Exercise directions: Restate the material verbatim, every line included.

Raw data:
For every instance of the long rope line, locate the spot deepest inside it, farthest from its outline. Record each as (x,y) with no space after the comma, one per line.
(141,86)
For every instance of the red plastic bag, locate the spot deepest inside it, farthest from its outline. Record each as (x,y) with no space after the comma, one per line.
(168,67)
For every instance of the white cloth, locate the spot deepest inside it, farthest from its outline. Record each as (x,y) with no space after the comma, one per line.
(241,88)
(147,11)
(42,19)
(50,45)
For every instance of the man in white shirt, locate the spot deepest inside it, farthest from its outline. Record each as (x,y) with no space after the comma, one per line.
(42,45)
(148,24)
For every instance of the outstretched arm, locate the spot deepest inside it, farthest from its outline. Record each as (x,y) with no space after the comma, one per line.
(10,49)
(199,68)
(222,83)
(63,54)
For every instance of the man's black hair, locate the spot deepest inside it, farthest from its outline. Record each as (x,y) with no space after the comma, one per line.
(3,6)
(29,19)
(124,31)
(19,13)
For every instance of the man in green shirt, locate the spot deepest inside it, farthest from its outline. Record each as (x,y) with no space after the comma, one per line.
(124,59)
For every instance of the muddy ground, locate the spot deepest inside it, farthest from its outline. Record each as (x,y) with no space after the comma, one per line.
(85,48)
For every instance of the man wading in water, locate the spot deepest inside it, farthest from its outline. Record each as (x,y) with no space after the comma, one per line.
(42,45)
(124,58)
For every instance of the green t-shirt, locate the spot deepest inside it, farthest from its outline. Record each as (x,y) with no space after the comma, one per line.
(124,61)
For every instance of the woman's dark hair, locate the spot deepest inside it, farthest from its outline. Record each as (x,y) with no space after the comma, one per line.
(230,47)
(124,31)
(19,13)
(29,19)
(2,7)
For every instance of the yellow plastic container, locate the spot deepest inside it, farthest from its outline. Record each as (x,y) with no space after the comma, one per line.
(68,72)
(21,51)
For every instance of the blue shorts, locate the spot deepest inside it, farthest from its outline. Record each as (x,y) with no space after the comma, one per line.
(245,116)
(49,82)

Output for this exercise:
For every instance of the long rope line, locate the spot deepest inside it, farthest from its outline. Record each as (x,y) with no space after the comma, one per line.
(141,86)
For every instance of the red plastic bag, locate the spot deepest inside it, farthest from its outline. Record each as (x,y) with no space after the comma, one per line.
(168,67)
For every instance of the white cloth, locate the spot deepest inside it, farthest from its outline. Record each as (x,y) with no space after the comma, one per line.
(241,88)
(147,11)
(42,19)
(50,45)
For every instance of the man in white shirt, locate the spot deepest inside it, farthest from its outline. Record each as (x,y) with no space after the comma, one per line.
(42,45)
(148,24)
For every instance of the outstretched arm, locate the spot deepest inside it, farthest from its outline. Record each as (x,y) with no space after the comma, one per line.
(10,49)
(199,68)
(222,83)
(63,54)
For every instance of the man's black hair, locate the spot deepest inside it, farthest from its outline. Record each as (x,y) with no space after the comma, one per line.
(3,6)
(29,19)
(124,31)
(19,13)
For every instance of the man in green shirt, locate the spot deepest inside it, farthest from its outline. Record each as (x,y) with no space after the comma, one per line.
(124,59)
For every instance of the muddy ground, locate the spot deepest inside it, farthest from its outline. Record each as (x,y) with no space after the comma, one per line.
(85,48)
For every instance of the man wading in water, locate the spot deepest inside it, farthest from its outline. Record each as (x,y) with no space after the comma, one per line.
(42,45)
(124,58)
For every instance of the green t-shirt, locate the spot deepest inside it, farthest from its outline. Record each as (x,y) with no space after the comma, one per line.
(124,61)
For every instance of the woman's dark hair, locate the spot deepest inside it, farthest from its outline. Record each as (x,y) with no space after the comma, one per line.
(230,47)
(124,31)
(19,13)
(29,19)
(2,7)
For every instance of the yellow plastic container, locate the spot deepest inside it, farthest from its outline. Record each as (x,y) with no space after the comma, one per line.
(68,72)
(21,51)
For every instance of the blue shorts, locate the spot deepest inside it, farthest from its outline. Record each as (x,y) with no space after the comma, one per line.
(245,116)
(49,82)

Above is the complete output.